Locate every line in the records below that contains the string "Query", treating uppercase and lowercase as different, and copy each of those lines.

-- Begin MATERIALS PROVIDED --

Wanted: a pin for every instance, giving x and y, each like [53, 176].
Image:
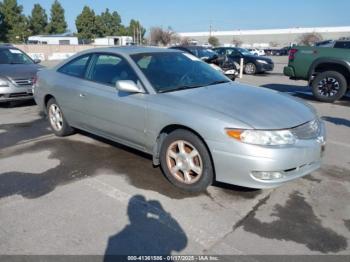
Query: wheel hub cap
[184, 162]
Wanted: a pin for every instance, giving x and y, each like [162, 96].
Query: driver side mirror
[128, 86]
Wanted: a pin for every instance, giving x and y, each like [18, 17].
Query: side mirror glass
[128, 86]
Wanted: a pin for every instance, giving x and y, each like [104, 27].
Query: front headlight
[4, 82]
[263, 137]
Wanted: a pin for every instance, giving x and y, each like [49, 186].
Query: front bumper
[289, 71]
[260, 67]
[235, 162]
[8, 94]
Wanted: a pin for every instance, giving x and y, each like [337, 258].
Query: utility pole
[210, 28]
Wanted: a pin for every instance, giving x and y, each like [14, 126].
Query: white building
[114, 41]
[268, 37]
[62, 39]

-- End MATERIALS PROVIDED --
-- Begin MATERIALS PROVIDED --

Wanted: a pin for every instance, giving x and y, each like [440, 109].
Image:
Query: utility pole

-- End MATERIALS PROVIDED --
-- Begin MATERIALS PROVIDED --

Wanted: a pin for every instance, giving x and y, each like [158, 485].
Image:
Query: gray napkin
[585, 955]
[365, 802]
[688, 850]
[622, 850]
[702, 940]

-- End MATERIALS PROVIDED --

OUTPUT OF THE EXERCISE:
Query: wheel hub cap
Query: driver side mirror
Query: side mirror glass
Query: front headlight
Query: front bumper
Query: utility pole
Query: white building
Query: utility pole
Query: gray napkin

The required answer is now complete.